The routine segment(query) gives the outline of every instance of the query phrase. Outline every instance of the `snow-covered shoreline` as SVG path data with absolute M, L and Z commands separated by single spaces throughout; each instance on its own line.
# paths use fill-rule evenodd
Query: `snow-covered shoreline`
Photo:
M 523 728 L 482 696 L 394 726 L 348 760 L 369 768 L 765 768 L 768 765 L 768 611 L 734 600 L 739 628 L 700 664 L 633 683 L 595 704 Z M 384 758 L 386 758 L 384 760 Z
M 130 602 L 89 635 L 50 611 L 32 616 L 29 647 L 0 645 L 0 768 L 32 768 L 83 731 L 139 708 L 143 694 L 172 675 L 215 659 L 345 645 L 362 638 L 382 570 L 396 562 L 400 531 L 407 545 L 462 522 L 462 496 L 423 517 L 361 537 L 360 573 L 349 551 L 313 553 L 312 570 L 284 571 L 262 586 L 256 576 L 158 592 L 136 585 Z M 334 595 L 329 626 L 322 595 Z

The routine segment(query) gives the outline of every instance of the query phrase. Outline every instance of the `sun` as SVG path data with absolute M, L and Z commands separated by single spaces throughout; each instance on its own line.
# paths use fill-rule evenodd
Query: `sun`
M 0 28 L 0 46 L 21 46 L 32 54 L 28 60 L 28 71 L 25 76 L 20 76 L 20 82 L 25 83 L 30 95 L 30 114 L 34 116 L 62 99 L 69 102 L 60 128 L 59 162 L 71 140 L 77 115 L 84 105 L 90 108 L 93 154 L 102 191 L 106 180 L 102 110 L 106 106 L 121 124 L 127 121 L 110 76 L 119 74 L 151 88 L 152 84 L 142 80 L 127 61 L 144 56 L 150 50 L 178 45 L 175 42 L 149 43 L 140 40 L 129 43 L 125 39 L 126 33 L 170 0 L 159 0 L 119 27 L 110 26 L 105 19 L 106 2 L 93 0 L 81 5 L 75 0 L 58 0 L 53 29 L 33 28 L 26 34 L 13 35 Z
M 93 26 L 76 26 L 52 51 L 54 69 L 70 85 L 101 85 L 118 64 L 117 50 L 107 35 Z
++++++++
### [What the exercise asks]
Give all the entries again exactly; leave none out.

### [Output of the task]
The routine segment(query) gives the outline of every instance of the query phrase. Outline every instance of the `snow-covered shoreline` as SVG path data with absolute M, L and Z commands separated by single spaces throughout; each instance on its own line.
# paths use fill-rule evenodd
Query: `snow-covered shoreline`
Photo:
M 523 728 L 482 696 L 394 726 L 348 760 L 369 768 L 765 768 L 768 765 L 768 611 L 734 600 L 739 628 L 700 664 L 633 683 L 595 704 Z M 384 758 L 386 758 L 384 760 Z
M 130 602 L 89 635 L 50 611 L 32 616 L 29 647 L 0 645 L 0 768 L 32 768 L 83 731 L 139 708 L 143 694 L 172 675 L 215 659 L 345 645 L 362 638 L 382 570 L 396 562 L 400 531 L 407 545 L 462 522 L 462 496 L 423 517 L 361 537 L 360 573 L 349 551 L 313 553 L 312 570 L 284 571 L 262 586 L 256 576 L 158 592 L 136 585 Z M 334 595 L 329 626 L 322 595 Z

The routine segment(query) gives the outline of every instance of the query phrase. Outline every instance of the `sun` as SVG path data with absolute M, L and Z commands separated by single spaces throughout; each instance on its own line.
# paths use fill-rule evenodd
Query: `sun`
M 0 28 L 0 46 L 21 46 L 32 54 L 28 60 L 28 71 L 25 76 L 20 76 L 20 82 L 25 83 L 30 95 L 30 114 L 34 116 L 62 99 L 69 102 L 60 128 L 59 162 L 71 140 L 77 115 L 84 105 L 90 108 L 93 154 L 102 191 L 106 180 L 102 110 L 106 106 L 121 124 L 127 121 L 110 76 L 119 74 L 151 88 L 152 84 L 142 80 L 127 61 L 144 56 L 150 50 L 178 45 L 175 42 L 149 43 L 140 40 L 129 43 L 125 39 L 126 33 L 170 0 L 159 0 L 119 27 L 110 26 L 105 19 L 106 2 L 93 0 L 81 5 L 75 0 L 58 0 L 53 29 L 33 28 L 26 34 L 13 35 Z
M 93 26 L 76 26 L 52 51 L 54 69 L 70 85 L 101 85 L 118 64 L 117 50 L 107 35 Z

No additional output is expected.